> **Quoted passage**
More than 20,000 rape kits are sitting on shelves all across in North Carolina waiting be tested. Rape victim Rebecca Dorman is lobbying lawmakers to make DNA testing a priority in the budget.
"This is unacceptable. Something must change," she said. "It definitely surpasses all political boundaries, all human boundaries. This is something that's innately important to everybody."
State Attorney General Roy Cooper is backing new legislation. One bill would increase the number of DNA analysts at the SBI lab. Another would increase the number of criminals required to submit samples to the statewide DNA database.
"There are criminals out there who can be stopped with DNA technology," Cooper said.
At the Raleigh Police Department, there are more than 900 rape kits sitting on the shelves in the evidence room waiting to be tested, but the reality is if there is no known suspect, the state will not look at the rape kit.

> **Extracted material**
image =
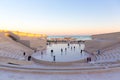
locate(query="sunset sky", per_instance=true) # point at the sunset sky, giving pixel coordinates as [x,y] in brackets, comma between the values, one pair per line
[60,17]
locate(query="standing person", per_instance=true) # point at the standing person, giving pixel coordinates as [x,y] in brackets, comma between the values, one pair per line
[24,53]
[81,51]
[54,58]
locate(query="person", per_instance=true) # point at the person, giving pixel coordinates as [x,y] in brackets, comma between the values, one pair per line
[65,49]
[71,48]
[29,58]
[51,51]
[61,50]
[81,51]
[24,53]
[41,52]
[68,44]
[54,58]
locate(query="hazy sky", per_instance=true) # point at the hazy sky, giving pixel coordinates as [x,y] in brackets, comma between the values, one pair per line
[60,16]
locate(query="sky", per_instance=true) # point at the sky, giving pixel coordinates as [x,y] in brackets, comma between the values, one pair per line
[60,17]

> **Task to complete**
Continue the news report on the backlog of untested rape kits in North Carolina, starting after its last sentence.

> **Answer for this exercise**
"I'm honest with my victims. I tell them right now without a suspect, the lab cannot test and collect DNA," said Detective Terry Frattini, of the Raleigh Police Department.
Few people are more frustrated by the crisis than police.
"Let us get these guys off the street before they have the opportunity to strike again," said Raleigh Police Chief Jane Perlov.
Investigators use the database to match samples and see if the suspects have committed multiple crimes. So far, officials say there seems to be a lot of bipartisan support for increasing funding.